What to do. Nothing but a number should be returned: the count of lines in the records that contain "background".

-*-*-

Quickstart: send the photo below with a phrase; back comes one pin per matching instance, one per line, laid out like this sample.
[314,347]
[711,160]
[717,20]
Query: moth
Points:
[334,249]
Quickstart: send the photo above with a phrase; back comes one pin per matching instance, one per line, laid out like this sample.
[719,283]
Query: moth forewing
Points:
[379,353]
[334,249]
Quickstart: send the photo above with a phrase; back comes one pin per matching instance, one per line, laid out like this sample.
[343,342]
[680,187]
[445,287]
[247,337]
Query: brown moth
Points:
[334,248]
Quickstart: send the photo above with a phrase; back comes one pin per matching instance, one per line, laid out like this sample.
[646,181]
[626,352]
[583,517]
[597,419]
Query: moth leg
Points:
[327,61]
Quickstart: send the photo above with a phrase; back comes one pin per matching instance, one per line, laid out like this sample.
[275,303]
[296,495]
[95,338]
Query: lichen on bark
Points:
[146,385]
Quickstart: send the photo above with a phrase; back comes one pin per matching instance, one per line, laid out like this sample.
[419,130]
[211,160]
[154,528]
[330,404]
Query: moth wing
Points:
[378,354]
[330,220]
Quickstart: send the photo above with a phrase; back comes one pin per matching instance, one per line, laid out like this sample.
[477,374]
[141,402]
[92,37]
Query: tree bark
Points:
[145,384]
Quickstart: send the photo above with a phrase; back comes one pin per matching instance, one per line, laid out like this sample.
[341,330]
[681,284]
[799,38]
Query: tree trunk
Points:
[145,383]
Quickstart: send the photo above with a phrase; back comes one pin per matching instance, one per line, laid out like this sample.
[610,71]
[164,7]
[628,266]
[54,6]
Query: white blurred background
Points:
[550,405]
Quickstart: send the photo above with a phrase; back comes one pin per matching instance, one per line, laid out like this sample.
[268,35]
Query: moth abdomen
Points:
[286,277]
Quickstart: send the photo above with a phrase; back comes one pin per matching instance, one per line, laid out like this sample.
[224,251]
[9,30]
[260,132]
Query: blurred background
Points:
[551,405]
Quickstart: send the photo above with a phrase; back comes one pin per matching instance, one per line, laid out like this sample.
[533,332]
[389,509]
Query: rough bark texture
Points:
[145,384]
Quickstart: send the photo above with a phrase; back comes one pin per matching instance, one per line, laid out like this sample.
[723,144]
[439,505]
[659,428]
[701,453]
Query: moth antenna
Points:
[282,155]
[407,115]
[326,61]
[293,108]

-*-*-

Response to the task. 2